* **TASK**:
Output all of the data exactly, keeping any images out of the copy.

* **INPUT FOR THIS TASK**:

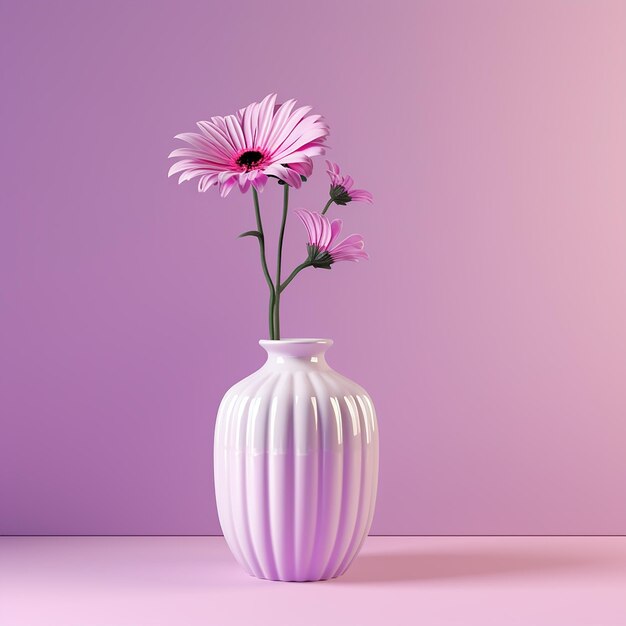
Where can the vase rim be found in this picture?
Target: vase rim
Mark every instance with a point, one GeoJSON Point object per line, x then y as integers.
{"type": "Point", "coordinates": [309, 349]}
{"type": "Point", "coordinates": [296, 341]}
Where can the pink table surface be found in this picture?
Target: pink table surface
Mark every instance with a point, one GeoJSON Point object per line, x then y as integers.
{"type": "Point", "coordinates": [188, 581]}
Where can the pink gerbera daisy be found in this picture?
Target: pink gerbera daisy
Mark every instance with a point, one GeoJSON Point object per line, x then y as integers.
{"type": "Point", "coordinates": [263, 139]}
{"type": "Point", "coordinates": [323, 251]}
{"type": "Point", "coordinates": [341, 191]}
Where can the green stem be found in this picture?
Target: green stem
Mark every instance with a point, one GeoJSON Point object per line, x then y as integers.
{"type": "Point", "coordinates": [293, 274]}
{"type": "Point", "coordinates": [261, 238]}
{"type": "Point", "coordinates": [279, 262]}
{"type": "Point", "coordinates": [327, 206]}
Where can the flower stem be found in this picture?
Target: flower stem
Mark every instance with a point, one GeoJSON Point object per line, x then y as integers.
{"type": "Point", "coordinates": [279, 262]}
{"type": "Point", "coordinates": [261, 238]}
{"type": "Point", "coordinates": [293, 274]}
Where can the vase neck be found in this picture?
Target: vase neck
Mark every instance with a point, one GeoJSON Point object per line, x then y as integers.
{"type": "Point", "coordinates": [295, 352]}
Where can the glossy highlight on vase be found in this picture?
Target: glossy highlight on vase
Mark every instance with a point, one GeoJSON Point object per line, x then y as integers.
{"type": "Point", "coordinates": [296, 465]}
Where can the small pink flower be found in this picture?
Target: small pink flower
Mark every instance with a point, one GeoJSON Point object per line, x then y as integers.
{"type": "Point", "coordinates": [323, 251]}
{"type": "Point", "coordinates": [341, 187]}
{"type": "Point", "coordinates": [263, 139]}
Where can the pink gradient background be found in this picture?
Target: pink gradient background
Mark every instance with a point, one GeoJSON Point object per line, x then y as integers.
{"type": "Point", "coordinates": [489, 325]}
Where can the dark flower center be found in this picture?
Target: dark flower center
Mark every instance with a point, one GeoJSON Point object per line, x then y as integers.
{"type": "Point", "coordinates": [339, 195]}
{"type": "Point", "coordinates": [249, 159]}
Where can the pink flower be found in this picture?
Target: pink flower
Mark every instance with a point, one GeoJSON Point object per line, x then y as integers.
{"type": "Point", "coordinates": [341, 190]}
{"type": "Point", "coordinates": [261, 140]}
{"type": "Point", "coordinates": [323, 251]}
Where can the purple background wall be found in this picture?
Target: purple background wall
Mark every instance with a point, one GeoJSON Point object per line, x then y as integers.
{"type": "Point", "coordinates": [489, 325]}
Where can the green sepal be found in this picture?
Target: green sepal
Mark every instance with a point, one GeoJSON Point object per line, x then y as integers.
{"type": "Point", "coordinates": [251, 233]}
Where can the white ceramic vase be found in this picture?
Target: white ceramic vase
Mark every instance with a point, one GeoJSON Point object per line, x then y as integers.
{"type": "Point", "coordinates": [296, 465]}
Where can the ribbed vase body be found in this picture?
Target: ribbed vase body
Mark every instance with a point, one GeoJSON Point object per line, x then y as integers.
{"type": "Point", "coordinates": [296, 465]}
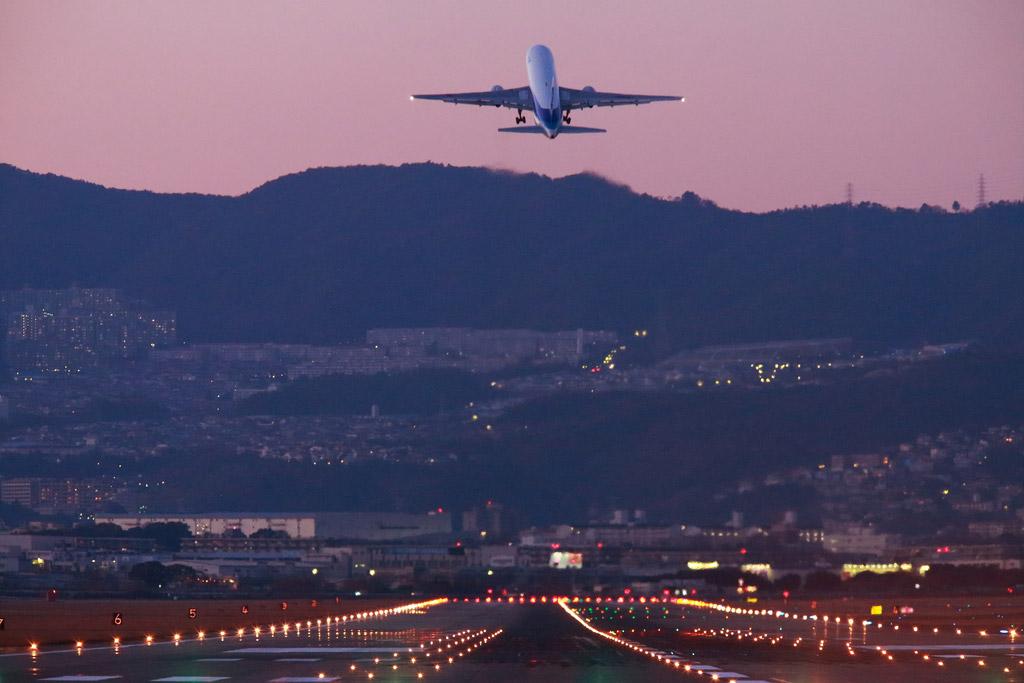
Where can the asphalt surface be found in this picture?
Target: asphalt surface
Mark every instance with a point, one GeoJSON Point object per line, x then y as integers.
{"type": "Point", "coordinates": [524, 643]}
{"type": "Point", "coordinates": [498, 643]}
{"type": "Point", "coordinates": [807, 651]}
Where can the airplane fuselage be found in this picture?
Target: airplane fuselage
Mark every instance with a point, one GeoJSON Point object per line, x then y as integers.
{"type": "Point", "coordinates": [544, 87]}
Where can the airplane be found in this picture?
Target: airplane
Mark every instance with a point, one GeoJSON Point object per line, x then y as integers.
{"type": "Point", "coordinates": [551, 103]}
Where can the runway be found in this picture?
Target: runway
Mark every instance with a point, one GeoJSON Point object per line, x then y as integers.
{"type": "Point", "coordinates": [495, 642]}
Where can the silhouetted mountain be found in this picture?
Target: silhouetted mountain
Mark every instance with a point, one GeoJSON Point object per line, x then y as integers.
{"type": "Point", "coordinates": [320, 256]}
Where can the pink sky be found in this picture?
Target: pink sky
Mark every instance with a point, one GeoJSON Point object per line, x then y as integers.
{"type": "Point", "coordinates": [786, 101]}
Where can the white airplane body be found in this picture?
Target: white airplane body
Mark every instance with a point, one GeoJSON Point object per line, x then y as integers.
{"type": "Point", "coordinates": [551, 103]}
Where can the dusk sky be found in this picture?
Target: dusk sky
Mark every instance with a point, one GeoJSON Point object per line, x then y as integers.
{"type": "Point", "coordinates": [786, 101]}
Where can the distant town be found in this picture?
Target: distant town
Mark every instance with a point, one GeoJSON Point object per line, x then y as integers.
{"type": "Point", "coordinates": [97, 377]}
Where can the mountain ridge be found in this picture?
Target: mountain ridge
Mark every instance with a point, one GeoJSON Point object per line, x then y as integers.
{"type": "Point", "coordinates": [321, 255]}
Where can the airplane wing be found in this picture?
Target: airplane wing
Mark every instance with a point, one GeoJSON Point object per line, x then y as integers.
{"type": "Point", "coordinates": [516, 98]}
{"type": "Point", "coordinates": [588, 97]}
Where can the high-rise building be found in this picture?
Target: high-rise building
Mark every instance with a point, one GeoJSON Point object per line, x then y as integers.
{"type": "Point", "coordinates": [64, 331]}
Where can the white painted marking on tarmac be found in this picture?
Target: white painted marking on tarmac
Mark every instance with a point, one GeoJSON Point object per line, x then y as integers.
{"type": "Point", "coordinates": [298, 659]}
{"type": "Point", "coordinates": [321, 650]}
{"type": "Point", "coordinates": [220, 659]}
{"type": "Point", "coordinates": [958, 647]}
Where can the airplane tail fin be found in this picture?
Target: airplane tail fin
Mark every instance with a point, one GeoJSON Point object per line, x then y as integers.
{"type": "Point", "coordinates": [561, 131]}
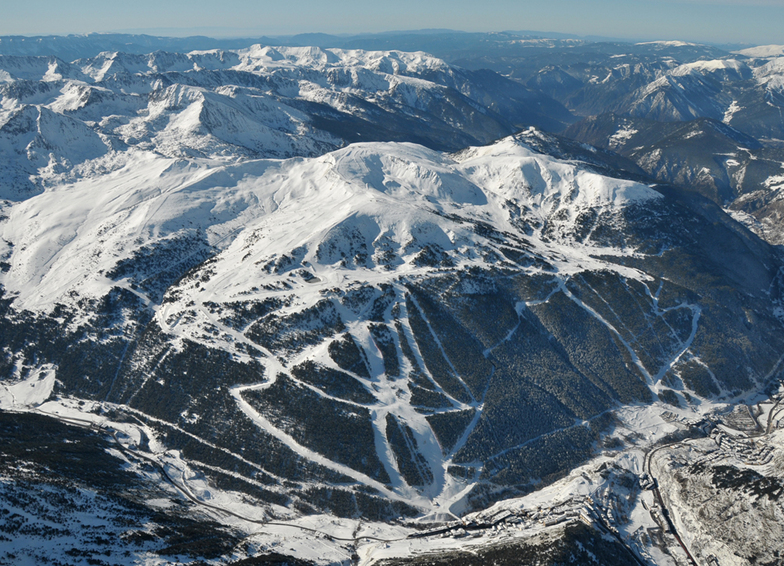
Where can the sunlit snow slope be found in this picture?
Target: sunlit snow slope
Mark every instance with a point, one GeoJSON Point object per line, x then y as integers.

* **FINISHED EXERCISE**:
Where can the vase rim be found in this picture?
Target: vase rim
Mark every instance with a point, one GeoJSON Point object per line, x then y as integers.
{"type": "Point", "coordinates": [309, 349]}
{"type": "Point", "coordinates": [296, 341]}
Where can the pink table surface be found in this picture?
Target: pink table surface
Mark every instance with a point, one GeoJSON Point object per line, x then y as integers.
{"type": "Point", "coordinates": [188, 581]}
Where can the pink gerbera daisy be found in this picture?
Target: pink gerbera daisy
Mark every instance with a point, one GeoJSON Point object per line, x then y as integers.
{"type": "Point", "coordinates": [263, 139]}
{"type": "Point", "coordinates": [323, 251]}
{"type": "Point", "coordinates": [341, 191]}
Where can the green stem be found in this picture?
Target: green stem
Mark every instance with a point, one GeoJSON Point object per line, x then y as integers.
{"type": "Point", "coordinates": [293, 274]}
{"type": "Point", "coordinates": [261, 238]}
{"type": "Point", "coordinates": [279, 262]}
{"type": "Point", "coordinates": [327, 206]}
Where can the flower stem be found in this picture?
Target: flower stem
Mark every instance with a point, one GeoJSON Point object per line, x then y as integers.
{"type": "Point", "coordinates": [279, 262]}
{"type": "Point", "coordinates": [261, 238]}
{"type": "Point", "coordinates": [293, 274]}
Where can the vase neck be found in this picture?
Target: vase neck
Mark every instance with a point, one GeoJSON Point object per line, x then y as integers.
{"type": "Point", "coordinates": [295, 352]}
Where can the glossy highlight on vase be found in this picture?
Target: glossy highlight on vase
Mark every instance with a point, one GeoJSON Point object per line, x then y as integers.
{"type": "Point", "coordinates": [296, 465]}
Where can the small pink flower be found in this picture?
Target: small pink flower
Mark every instance with a point, one GeoJSON Point object per line, x then y as integers.
{"type": "Point", "coordinates": [323, 251]}
{"type": "Point", "coordinates": [341, 187]}
{"type": "Point", "coordinates": [263, 139]}
Where can the pink gradient background be found in this picture?
Target: pink gradient background
Mark every instance with a point, one GeoJSON Point object per line, x then y as integers.
{"type": "Point", "coordinates": [489, 325]}
Where can the dark flower center be found in this picture?
Target: dark flower center
Mark every instance with a point, one GeoJSON Point object per line, x then y as integers.
{"type": "Point", "coordinates": [339, 195]}
{"type": "Point", "coordinates": [249, 159]}
Where can the pink flower be found in this picture?
Target: pink flower
Mark every instance with a point, one GeoJSON Point object per line, x then y as integers.
{"type": "Point", "coordinates": [341, 190]}
{"type": "Point", "coordinates": [261, 140]}
{"type": "Point", "coordinates": [323, 251]}
Where can the purple background wall be found in this picture?
Target: purple background wall
Mark every instance with a point, one GeoJSON Point object per line, x then y as integers.
{"type": "Point", "coordinates": [489, 325]}
Where can the green sepal be found in this picture?
Target: green sepal
Mark every instance with a point, one GeoJSON Point object per line, x then y as integers.
{"type": "Point", "coordinates": [251, 233]}
Where can the white ceramic vase be found in this picture?
Target: white ceramic vase
Mark every instance with a point, one GeoJSON Point object per line, x then y as integers.
{"type": "Point", "coordinates": [296, 465]}
Where can the ribbed vase body be found in this picture?
Target: ribbed vase body
Mark every instance with a point, one GeoJSON Point object per line, x then y as integers.
{"type": "Point", "coordinates": [296, 465]}
Where can the asphalt surface be found in this picture?
Target: asphalt surface
Mark every instance with a point, one GeoJSON Point object per line, x then y as integers.
{"type": "Point", "coordinates": [524, 643]}
{"type": "Point", "coordinates": [498, 643]}
{"type": "Point", "coordinates": [807, 651]}
Where can the airplane fuselage be found in this picture?
Target: airplane fuselage
Mark every instance with a point, one GeoJSON Point object per line, x then y as integers.
{"type": "Point", "coordinates": [544, 87]}
Where can the airplane be found in this picture?
Target: airplane
Mark every instance with a point, one GeoJSON Point object per line, x then y as integers.
{"type": "Point", "coordinates": [551, 103]}
Where can the runway be found in this picture?
Target: runway
Mark every instance with a point, one GeoJSON Point object per line, x then y as integers.
{"type": "Point", "coordinates": [495, 642]}
Where can the silhouetted mountain be found in this picture?
Target: silhouetted mountain
Mark every instance with a point, one GeoJSON Point object per line, x then y as integers.
{"type": "Point", "coordinates": [320, 256]}
Where can the pink sky be found in this picture?
Target: pink sky
Mark every instance with a point, one GeoJSON Point object per line, x then y as integers.
{"type": "Point", "coordinates": [786, 101]}
Where can the white airplane body be found in this picture?
Target: white airplane body
Mark every instance with a point, one GeoJSON Point object per line, x then y as integers.
{"type": "Point", "coordinates": [551, 103]}
Where can the dusk sky be found in this picture?
Target: dusk sky
Mark every instance with a point, one GeoJSON Point object per line, x then y as integers.
{"type": "Point", "coordinates": [786, 101]}
Where can the distant town be found in this picture?
Target: distant town
Mark every instance with a point, one GeoJSON Point object per line, x then y as integers.
{"type": "Point", "coordinates": [97, 377]}
Where can the mountain ridge be found in this picture?
Target: mountain ridge
Mark every instance with a point, one GeoJSON Point object per line, x then y as integers.
{"type": "Point", "coordinates": [321, 255]}
Where can the airplane wing be found in this picture?
Target: airplane wing
Mark every instance with a point, one GeoJSON Point object per line, x then y as integers.
{"type": "Point", "coordinates": [516, 98]}
{"type": "Point", "coordinates": [588, 97]}
Where can the high-rise building be found in this picture?
Target: high-rise building
Mark every instance with a point, one GeoJSON Point object per line, x then y as integers.
{"type": "Point", "coordinates": [64, 331]}
Where can the white painted marking on tarmac be found in this picture?
Target: white painted marking on tarmac
Mark every instance with a point, one GeoJSON Point object per line, x then y as integers.
{"type": "Point", "coordinates": [298, 659]}
{"type": "Point", "coordinates": [321, 650]}
{"type": "Point", "coordinates": [220, 659]}
{"type": "Point", "coordinates": [958, 647]}
Where can the airplane tail fin be found in this picture?
Target: airplane tail fin
Mark every instance with a point, one GeoJSON Point object per line, x then y as integers.
{"type": "Point", "coordinates": [561, 131]}
Where can the sunlit snow slope be found in this picture?
Target: sunlit snow slope
Mark every instance with a point, one GeoJSON Point object per line, x then y as integers.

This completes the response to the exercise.